## What is required
Could you print the data that follows exactly as given?

## Entries supplied
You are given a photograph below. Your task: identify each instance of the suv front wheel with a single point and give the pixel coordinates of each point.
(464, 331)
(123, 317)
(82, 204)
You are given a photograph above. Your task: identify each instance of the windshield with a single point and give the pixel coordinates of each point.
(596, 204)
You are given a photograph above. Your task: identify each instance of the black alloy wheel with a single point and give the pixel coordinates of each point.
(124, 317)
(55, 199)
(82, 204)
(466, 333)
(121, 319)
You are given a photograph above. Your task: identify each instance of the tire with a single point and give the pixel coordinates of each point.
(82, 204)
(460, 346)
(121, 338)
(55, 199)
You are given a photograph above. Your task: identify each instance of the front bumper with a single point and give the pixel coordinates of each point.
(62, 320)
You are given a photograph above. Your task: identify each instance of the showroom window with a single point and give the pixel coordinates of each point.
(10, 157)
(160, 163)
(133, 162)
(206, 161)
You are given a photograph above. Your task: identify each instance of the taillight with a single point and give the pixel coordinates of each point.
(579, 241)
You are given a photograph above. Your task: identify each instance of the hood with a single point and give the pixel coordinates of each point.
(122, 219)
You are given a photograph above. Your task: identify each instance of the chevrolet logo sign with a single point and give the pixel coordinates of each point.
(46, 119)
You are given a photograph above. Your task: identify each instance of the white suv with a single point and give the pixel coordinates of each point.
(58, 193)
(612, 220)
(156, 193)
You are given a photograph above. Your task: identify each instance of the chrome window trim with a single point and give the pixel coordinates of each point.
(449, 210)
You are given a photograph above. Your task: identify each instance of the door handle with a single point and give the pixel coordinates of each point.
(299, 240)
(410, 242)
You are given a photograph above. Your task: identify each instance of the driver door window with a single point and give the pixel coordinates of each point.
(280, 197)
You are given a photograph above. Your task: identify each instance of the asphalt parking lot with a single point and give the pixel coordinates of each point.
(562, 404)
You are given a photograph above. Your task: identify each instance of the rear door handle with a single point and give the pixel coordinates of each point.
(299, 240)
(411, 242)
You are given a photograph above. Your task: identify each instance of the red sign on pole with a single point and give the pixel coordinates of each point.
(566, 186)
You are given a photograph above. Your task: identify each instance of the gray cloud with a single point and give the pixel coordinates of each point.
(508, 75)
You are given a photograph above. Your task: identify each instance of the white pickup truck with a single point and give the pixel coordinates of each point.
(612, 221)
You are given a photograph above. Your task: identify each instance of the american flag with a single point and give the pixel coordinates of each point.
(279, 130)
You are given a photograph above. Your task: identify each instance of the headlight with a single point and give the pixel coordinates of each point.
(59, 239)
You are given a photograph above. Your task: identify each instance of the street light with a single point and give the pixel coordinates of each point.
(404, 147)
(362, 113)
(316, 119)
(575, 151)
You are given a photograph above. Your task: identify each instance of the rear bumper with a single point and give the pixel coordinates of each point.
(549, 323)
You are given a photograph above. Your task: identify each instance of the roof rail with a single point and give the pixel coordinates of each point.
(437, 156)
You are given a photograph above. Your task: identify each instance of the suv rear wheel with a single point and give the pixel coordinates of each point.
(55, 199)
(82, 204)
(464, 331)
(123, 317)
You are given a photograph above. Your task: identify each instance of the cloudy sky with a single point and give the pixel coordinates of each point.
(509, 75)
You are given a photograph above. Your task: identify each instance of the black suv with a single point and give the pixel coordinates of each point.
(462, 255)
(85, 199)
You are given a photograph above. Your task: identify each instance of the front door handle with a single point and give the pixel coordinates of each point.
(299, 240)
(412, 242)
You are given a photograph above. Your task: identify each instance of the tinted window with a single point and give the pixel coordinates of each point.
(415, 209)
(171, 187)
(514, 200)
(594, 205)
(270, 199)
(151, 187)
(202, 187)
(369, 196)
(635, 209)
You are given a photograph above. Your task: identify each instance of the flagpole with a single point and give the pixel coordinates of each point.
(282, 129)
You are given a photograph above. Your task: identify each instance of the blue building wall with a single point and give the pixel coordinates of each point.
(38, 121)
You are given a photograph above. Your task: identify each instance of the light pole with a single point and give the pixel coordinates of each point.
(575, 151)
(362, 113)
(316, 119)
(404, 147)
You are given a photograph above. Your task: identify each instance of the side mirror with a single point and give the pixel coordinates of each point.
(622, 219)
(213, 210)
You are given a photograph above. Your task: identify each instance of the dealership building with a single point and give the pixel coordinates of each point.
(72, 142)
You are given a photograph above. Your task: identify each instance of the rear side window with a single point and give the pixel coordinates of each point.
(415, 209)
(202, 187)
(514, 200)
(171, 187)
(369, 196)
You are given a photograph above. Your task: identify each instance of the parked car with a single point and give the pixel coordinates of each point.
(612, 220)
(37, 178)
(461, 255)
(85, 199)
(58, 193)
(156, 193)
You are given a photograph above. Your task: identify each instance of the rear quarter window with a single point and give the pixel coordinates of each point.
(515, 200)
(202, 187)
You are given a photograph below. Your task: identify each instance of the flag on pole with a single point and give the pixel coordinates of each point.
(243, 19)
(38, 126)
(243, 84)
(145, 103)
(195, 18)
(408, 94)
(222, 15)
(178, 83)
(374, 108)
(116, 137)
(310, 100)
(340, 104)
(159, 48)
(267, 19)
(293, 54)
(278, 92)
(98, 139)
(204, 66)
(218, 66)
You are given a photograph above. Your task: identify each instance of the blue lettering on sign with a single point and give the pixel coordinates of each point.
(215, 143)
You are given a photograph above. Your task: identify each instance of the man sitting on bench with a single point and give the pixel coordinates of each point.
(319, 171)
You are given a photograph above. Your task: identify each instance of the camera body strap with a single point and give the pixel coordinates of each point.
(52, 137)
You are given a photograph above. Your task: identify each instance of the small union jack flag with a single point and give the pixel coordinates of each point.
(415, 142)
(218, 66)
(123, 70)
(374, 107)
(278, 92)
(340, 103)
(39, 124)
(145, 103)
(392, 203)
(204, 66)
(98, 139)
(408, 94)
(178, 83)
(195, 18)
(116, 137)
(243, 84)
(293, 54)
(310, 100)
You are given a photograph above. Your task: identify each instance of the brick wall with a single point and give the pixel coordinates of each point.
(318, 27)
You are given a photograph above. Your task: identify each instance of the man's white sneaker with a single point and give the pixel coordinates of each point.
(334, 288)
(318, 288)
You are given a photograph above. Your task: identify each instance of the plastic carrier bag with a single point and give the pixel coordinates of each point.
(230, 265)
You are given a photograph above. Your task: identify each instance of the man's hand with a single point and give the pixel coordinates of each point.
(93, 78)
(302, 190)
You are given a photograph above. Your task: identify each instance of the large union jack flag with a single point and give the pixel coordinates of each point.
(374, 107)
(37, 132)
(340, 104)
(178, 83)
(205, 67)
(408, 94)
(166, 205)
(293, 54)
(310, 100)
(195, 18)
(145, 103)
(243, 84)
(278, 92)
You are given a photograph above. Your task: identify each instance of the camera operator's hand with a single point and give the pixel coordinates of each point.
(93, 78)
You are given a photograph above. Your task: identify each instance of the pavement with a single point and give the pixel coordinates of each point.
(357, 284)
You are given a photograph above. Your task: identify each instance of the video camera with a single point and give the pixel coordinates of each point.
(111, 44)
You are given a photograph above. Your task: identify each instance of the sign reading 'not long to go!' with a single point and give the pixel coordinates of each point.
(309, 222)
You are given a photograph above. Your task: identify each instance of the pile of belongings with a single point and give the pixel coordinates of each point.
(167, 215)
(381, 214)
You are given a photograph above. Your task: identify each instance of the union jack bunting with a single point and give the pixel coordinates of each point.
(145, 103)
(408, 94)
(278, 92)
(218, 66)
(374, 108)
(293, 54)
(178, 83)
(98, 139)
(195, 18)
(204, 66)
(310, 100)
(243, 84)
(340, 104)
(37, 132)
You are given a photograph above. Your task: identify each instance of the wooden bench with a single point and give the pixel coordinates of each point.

## Output of the exercise
You are given a photograph below. Your task: identify each instance of the suv front wheel with a single point and give the pixel coordinates of each point.
(464, 331)
(123, 317)
(82, 204)
You are given a photograph above. Your task: identify each instance of the windshield with a single point and give the pixel coordinates of each point.
(596, 204)
You are given a photograph above. Your task: identify each instance of the black alloy wheel with a single point and give the pixel coordinates of each point.
(124, 317)
(55, 199)
(82, 204)
(466, 333)
(121, 319)
You are given a photograph above. Your task: identify each instance of the tire with a single point and give the pixel coordinates of each point.
(82, 204)
(460, 346)
(121, 338)
(55, 199)
You are given a photograph above. Your task: identify each instance of the front bumper with a single point and give the pixel coordinates of each point.
(62, 320)
You are given a photograph above. Your task: identify each instance of the showroom window with a single point and give the pixel coordinates of each point.
(10, 157)
(160, 163)
(133, 162)
(206, 161)
You are given a photograph above. Your task: identify each instance of the taillight with a single point and give the pixel coordinates of each point.
(579, 241)
You are given a photograph above. Your task: identify each instance of the hood with a single point and give the pixel coordinates of each point.
(122, 219)
You are given a photograph above. Your task: identify each instance of the chevrolet logo sign with a single point and give the pixel coordinates of each point.
(46, 119)
You are given a photograph above. Your task: identify each instance of the white suv with a single point and give the pixel coordinates of each point.
(58, 193)
(612, 220)
(156, 193)
You are given a photograph above. Your task: identify each instance of the chrome window trim with a single point and give the pixel coordinates of each point.
(449, 210)
You are given a photograph above. Your task: identify each instance of the door handle with a single point and give the pixel coordinates of each point.
(299, 240)
(410, 242)
You are given a photograph above. Your task: identify each instance of the driver door window with a single point and give the pixel coordinates of each point.
(280, 197)
You are given a photograph above. Your task: identify each instance of the asphalt parking lot with a single point and give the pixel coordinates of each point.
(562, 404)
You are given a photograph above. Your task: identify each instance of the rear door handle with a single point and give the pixel coordinates of each point.
(299, 240)
(411, 242)
You are given a photograph above. Your task: identify each instance of the red sign on pole with a single point and give the pixel coordinates of each point.
(566, 186)
You are given a photograph above. Your task: identify each instance of the gray cloud with a single point and give the pixel coordinates of each point.
(508, 75)
You are given a photograph above. Your task: identify each instance of the white pickup truck with a single point and give the pixel coordinates of each point.
(612, 221)
You are given a photograph above. Your task: identify each instance of the american flag with a single point and give the pixel coordinates of each point.
(279, 130)
You are given a photograph above. Your task: identify each instance of the headlight with a single point and give the pixel coordinates of each point.
(59, 239)
You are given a photograph above. Your task: identify each instance of the street light with a single point and give the pixel coordinates of each point.
(404, 147)
(362, 113)
(316, 119)
(575, 151)
You are given a photograph above. Your task: identify each instance of the rear bumper with a single point and give the pixel coordinates of each point.
(549, 323)
You are given a photograph above. Your task: identify each instance of the roof rail with a single point and give the pixel coordinates of each point.
(437, 156)
You are given a photograph above. Your task: identify each instance of the suv rear wheel with a single point and give the pixel coordinates of each point.
(55, 199)
(82, 204)
(464, 331)
(123, 317)
You are given a photograph above. Your task: identify each instance of the cloudy sky with a single point and give the pixel coordinates of each point.
(509, 75)
You are given a photograph above. Your task: identify each instance of the black suv with a single point and give the pixel coordinates of each point.
(462, 255)
(85, 199)
You are given a photograph above. Your task: identify each instance of the front door handle with a single point and give the pixel coordinates of each point.
(299, 240)
(412, 242)
You are given a photograph above. Your task: identify each instance of the tinted window with a single point and give the pixel coordinates of each point.
(415, 209)
(171, 187)
(514, 200)
(594, 205)
(270, 199)
(151, 187)
(202, 187)
(369, 196)
(635, 209)
You are given a photograph above. Your task: identify each instance of the flagpole with a single point and give the pixel coordinates of each point.
(282, 129)
You are given a photograph above. Your task: identify each instance of the blue building wall with a single point and give the pixel coordinates of each point.
(38, 121)
You are given a photograph above. Your task: identify each instance of the light pole with a single point and give the pixel coordinates of each point.
(575, 151)
(362, 113)
(316, 119)
(404, 147)
You are given a photograph above. Your task: identify each instance of the side mirror with a single point and give the pixel coordinates of each point.
(622, 219)
(213, 210)
You are given a photograph above. Your task: identify each instance of the dealership building with a single point and give the pixel coordinates of each point.
(72, 142)
You are given a photograph above. Your task: identify each instance of the rear side window with a single point and give the pixel coordinates of each point.
(415, 209)
(202, 187)
(514, 200)
(171, 187)
(369, 196)
You are given a photograph above. Your task: identify each instance of the parked car with a single point and give the pixel coordinates of each point.
(612, 220)
(37, 178)
(461, 255)
(85, 199)
(58, 193)
(156, 193)
You are given a photograph above. Your task: identify each instance of the rear quarter window with a single point and give the pixel coordinates of each point.
(515, 200)
(202, 187)
You are given a photograph below. Your task: identify each instance of the flag on pole with a single point and give the pixel coordinates of each point.
(243, 19)
(38, 126)
(243, 84)
(145, 103)
(195, 18)
(408, 94)
(222, 15)
(178, 83)
(374, 108)
(116, 137)
(310, 100)
(340, 104)
(159, 48)
(267, 19)
(293, 54)
(278, 92)
(98, 139)
(204, 66)
(218, 66)
You are given a photograph above. Your task: identify each instance of the blue lettering on sign with a single point and give the pixel coordinates of each point.
(215, 143)
You are given a photograph above. Your task: identify each instance of the man sitting on bench with a single point and give the pixel coordinates of each point.
(319, 171)
You are given a photograph above. Your task: identify each instance of the camera body strap with a single point and give the pixel coordinates of each point.
(52, 137)
You are given a photograph above. Your task: identify each instance of the small union jack flag with a single point and give the pixel coordinates of each point.
(415, 142)
(218, 66)
(123, 70)
(374, 107)
(278, 92)
(340, 103)
(39, 124)
(145, 103)
(392, 203)
(204, 66)
(98, 139)
(408, 94)
(178, 83)
(195, 18)
(116, 137)
(243, 84)
(293, 54)
(310, 100)
You are given a photograph above. Your task: identify each instance of the brick wall with a single point and give the pixel coordinates of each point.
(318, 27)
You are given a photograph above. Your task: identify each instance of the man's white sneaker with a single point and give the pixel coordinates of each point.
(334, 288)
(318, 288)
You are given a photograph above. Your task: identify each instance of the plastic carrier bag with a single point and give the pixel coordinates of each point.
(230, 265)
You are given a photograph above. Your task: identify each instance of the man's hand with a single point and give the pixel coordinates of each point.
(93, 78)
(302, 190)
You are given a photograph above. Your task: identify each instance of the large union jack flag with a single point and give the pixel coordinates of each point.
(374, 107)
(37, 132)
(340, 104)
(178, 83)
(205, 67)
(408, 94)
(166, 205)
(293, 54)
(310, 100)
(195, 18)
(145, 103)
(243, 84)
(278, 92)
You are given a photograph above. Your task: identify each instance of the camera operator's hand with a single point and give the pixel coordinates of each point.
(93, 78)
You are given a photograph above. Your task: identify each instance of the pavement with a single point and give the pixel coordinates of each point.
(357, 284)
You are given a photograph above. Your task: identify each instance of the video camera with a single point and give the pixel coordinates of each point.
(111, 44)
You are given a photograph above. Your task: identify each instance of the sign reading 'not long to go!' with a single point and give the pixel coordinates of each point.
(309, 222)
You are given a photograph above. Your task: identify each instance of the pile of belongings with a single point and give the pixel coordinates of each point.
(167, 215)
(381, 214)
You are given a photograph above. Your task: identify each instance of the union jack bunting with a single point and give the pixel coordinates of each point.
(145, 103)
(408, 94)
(278, 92)
(218, 66)
(374, 108)
(293, 54)
(178, 83)
(98, 139)
(195, 18)
(204, 66)
(310, 100)
(243, 84)
(340, 104)
(37, 132)
You are given a photograph above. Your task: identify each instance of the wooden bench with a single point and give the pixel coordinates of each point.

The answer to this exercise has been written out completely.